Start of EXCERPTED TEXT
First: I hope you and yours are safe and well.
Now:
> Hi, I'm looking to upgrade the headlights on my 2005 RAM 3500. I'd
> like to get the brightest bulbs possible.
Before picking bulbs, Take a hard and critical look at the headlamps
themselves; when plastic headlamp lenses are yellowed or clouded or
fogged, it's really time to replace the lamps with new ones—most
headlamps do not have replaceable lenses, though a few of them do. There
are various polishing/restoration kits and techniques, none of which
will do anything but postpone your need to install new headlamps (until
even that stops working) because "polishing" the headlamps strips off
the anti-UV/anti-scratch hardcoat that was applied and crosslink-cured
under cleanroom conditions when the lamps were manufactured. With this
coating gone, the surface degradation will come back faster and worse
than before, and the polycarbonate itself will progressively break down.
Many of the kits contain what they call a coating, lotion, wax,
protectant, sunscreen or other such; none of these does much of anything
to slow or stop the degradation, because there is really no
field-applicable coating that can duplicate the factory coating's
performance (which itself is inadequate to the task, as a walk through
any parking lot shows—the regulations are too lax).
End of EXCERPTED TEXT
INSTRUCTION 1
Count the lines in the records that contain the string "post", treating uppercase and lowercase as distinct, and give only the number.
The text and the records are unrelated and do not refer to each other.
Start of DATA FOR THE TASK
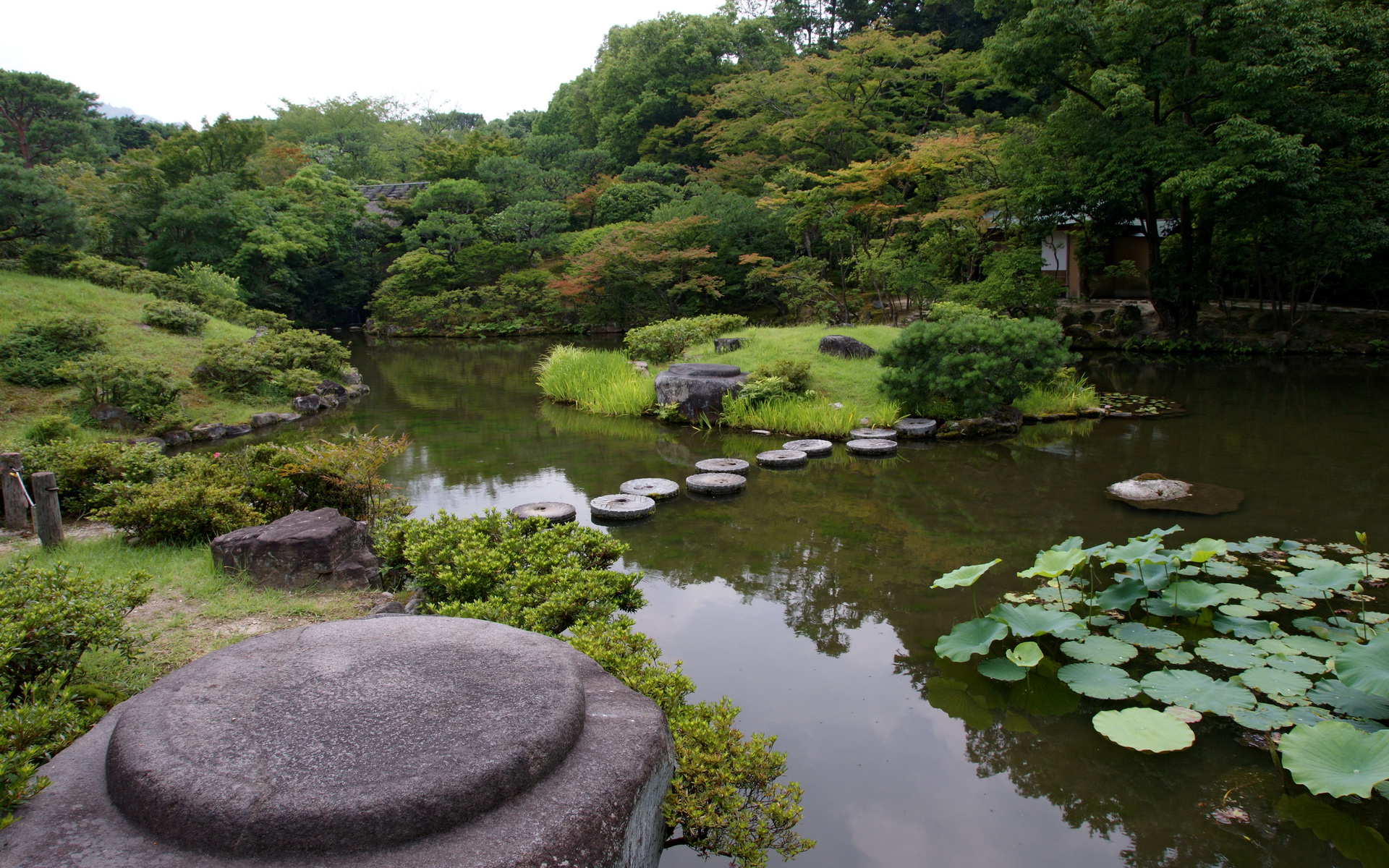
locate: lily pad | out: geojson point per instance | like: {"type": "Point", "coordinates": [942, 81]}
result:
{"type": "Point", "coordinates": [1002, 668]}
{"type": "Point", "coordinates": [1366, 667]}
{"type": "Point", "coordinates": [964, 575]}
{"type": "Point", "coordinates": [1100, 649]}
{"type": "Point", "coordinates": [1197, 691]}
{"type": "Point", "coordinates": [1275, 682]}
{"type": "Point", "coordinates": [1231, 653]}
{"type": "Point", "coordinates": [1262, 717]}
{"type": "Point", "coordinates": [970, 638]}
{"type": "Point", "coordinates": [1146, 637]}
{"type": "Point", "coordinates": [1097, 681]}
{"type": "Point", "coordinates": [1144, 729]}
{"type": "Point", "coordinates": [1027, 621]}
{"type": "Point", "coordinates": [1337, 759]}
End of DATA FOR THE TASK
Start of DATA FOR THE TASK
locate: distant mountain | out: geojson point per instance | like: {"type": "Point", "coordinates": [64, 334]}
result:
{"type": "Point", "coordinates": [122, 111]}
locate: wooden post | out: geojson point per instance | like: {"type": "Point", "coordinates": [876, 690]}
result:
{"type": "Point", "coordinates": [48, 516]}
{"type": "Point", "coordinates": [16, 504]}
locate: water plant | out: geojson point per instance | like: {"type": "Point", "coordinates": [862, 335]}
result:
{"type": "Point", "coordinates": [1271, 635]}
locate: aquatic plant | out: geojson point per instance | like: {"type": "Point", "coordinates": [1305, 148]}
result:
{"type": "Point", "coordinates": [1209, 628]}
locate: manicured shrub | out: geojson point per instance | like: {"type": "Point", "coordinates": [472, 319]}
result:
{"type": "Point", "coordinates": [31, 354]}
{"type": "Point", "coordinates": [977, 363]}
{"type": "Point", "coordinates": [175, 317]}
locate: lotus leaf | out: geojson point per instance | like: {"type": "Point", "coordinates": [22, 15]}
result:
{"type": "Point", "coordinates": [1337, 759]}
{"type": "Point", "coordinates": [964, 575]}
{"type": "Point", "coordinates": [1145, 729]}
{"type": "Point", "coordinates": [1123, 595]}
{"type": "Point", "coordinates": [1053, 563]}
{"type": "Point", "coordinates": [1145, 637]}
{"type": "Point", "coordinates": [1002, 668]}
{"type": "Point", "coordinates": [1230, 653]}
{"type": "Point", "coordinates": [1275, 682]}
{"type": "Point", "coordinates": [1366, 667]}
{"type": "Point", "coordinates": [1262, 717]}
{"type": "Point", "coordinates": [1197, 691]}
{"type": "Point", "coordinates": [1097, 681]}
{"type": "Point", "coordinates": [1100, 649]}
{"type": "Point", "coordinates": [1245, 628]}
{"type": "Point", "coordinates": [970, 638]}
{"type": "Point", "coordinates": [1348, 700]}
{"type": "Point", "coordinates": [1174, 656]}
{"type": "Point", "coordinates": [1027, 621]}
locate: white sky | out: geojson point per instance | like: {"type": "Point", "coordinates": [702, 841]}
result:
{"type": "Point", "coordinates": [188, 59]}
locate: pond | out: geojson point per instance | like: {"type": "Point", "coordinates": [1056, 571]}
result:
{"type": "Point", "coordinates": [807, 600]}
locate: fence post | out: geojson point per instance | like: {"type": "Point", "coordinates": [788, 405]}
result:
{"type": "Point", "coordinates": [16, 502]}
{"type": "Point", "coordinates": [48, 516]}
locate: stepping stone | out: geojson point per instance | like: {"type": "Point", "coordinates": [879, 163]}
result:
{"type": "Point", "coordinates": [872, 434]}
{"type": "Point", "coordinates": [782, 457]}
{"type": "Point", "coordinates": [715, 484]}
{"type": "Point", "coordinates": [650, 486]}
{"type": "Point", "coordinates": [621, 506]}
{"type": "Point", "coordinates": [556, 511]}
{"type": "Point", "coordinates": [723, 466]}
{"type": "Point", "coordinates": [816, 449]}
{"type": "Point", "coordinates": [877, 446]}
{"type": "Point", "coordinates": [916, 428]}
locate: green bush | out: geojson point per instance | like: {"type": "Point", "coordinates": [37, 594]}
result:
End of DATA FOR THE TASK
Start of DATA FOR THE TASK
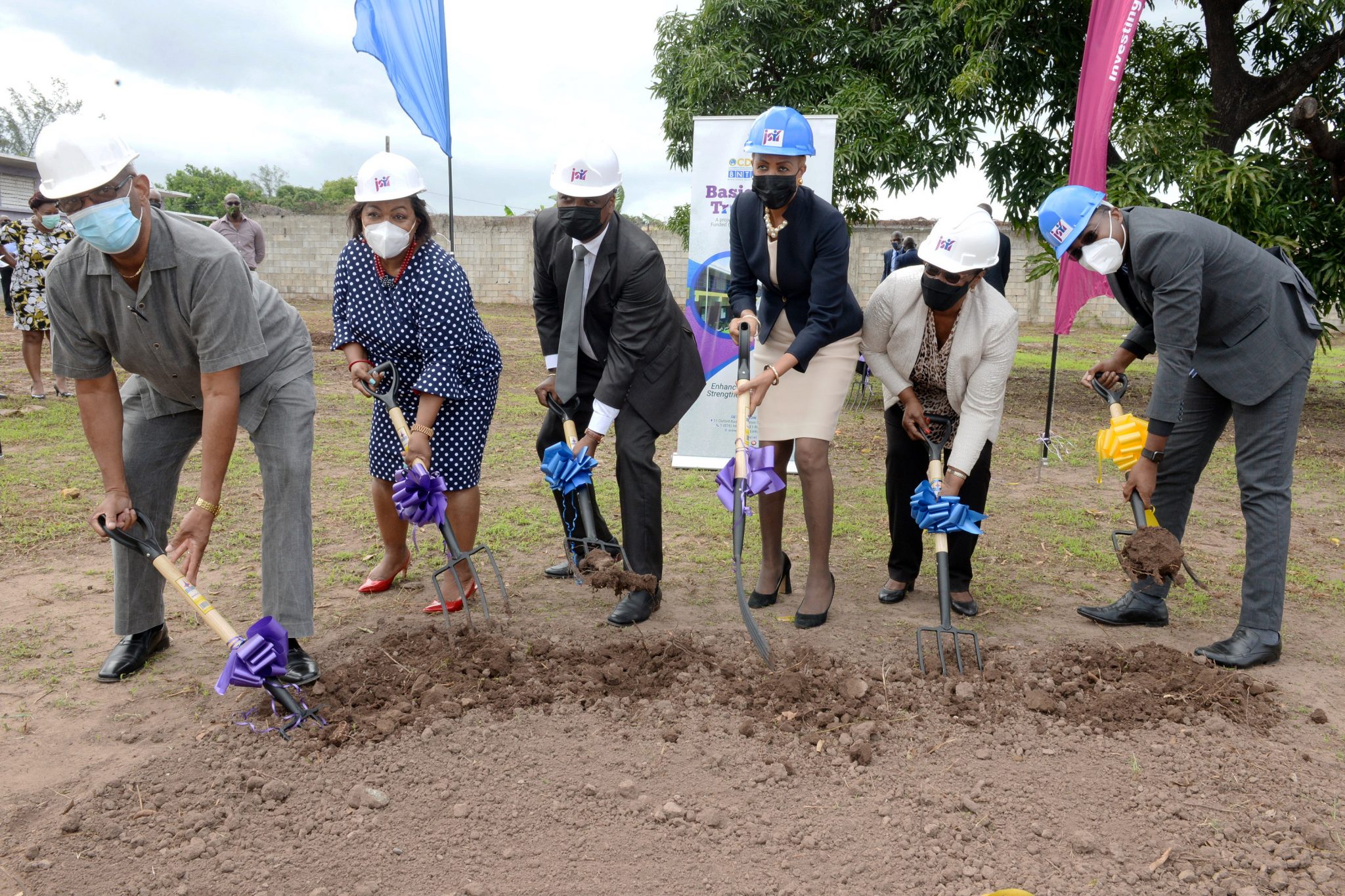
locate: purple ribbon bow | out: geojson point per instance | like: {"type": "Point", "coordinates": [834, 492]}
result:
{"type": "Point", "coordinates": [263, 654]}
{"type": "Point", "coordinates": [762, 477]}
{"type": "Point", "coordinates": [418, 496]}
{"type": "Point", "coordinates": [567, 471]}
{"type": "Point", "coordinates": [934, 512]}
End of DATA FOR THE TASK
INSTRUCTION 2
Reproduce the text on replacing yellowed headlamps in full, word for word.

WORKED SOLUTION 1
2

WORKED SOLUTION 2
First: I hope you and yours are safe and well.
Now:
> Hi, I'm looking to upgrade the headlights on my 2005 RAM 3500. I'd
> like to get the brightest bulbs possible.
Before picking bulbs, Take a hard and critical look at the headlamps
themselves; when plastic headlamp lenses are yellowed or clouded or
fogged, it's really time to replace the lamps with new ones—most
headlamps do not have replaceable lenses, though a few of them do. There
are various polishing/restoration kits and techniques, none of which
will do anything but postpone your need to install new headlamps (until
even that stops working) because "polishing" the headlamps strips off
the anti-UV/anti-scratch hardcoat that was applied and crosslink-cured
under cleanroom conditions when the lamps were manufactured. With this
coating gone, the surface degradation will come back faster and worse
than before, and the polycarbonate itself will progressively break down.
Many of the kits contain what they call a coating, lotion, wax,
protectant, sunscreen or other such; none of these does much of anything
to slow or stop the degradation, because there is really no
field-applicable coating that can duplicate the factory coating's
performance (which itself is inadequate to the task, as a walk through
any parking lot shows—the regulations are too lax).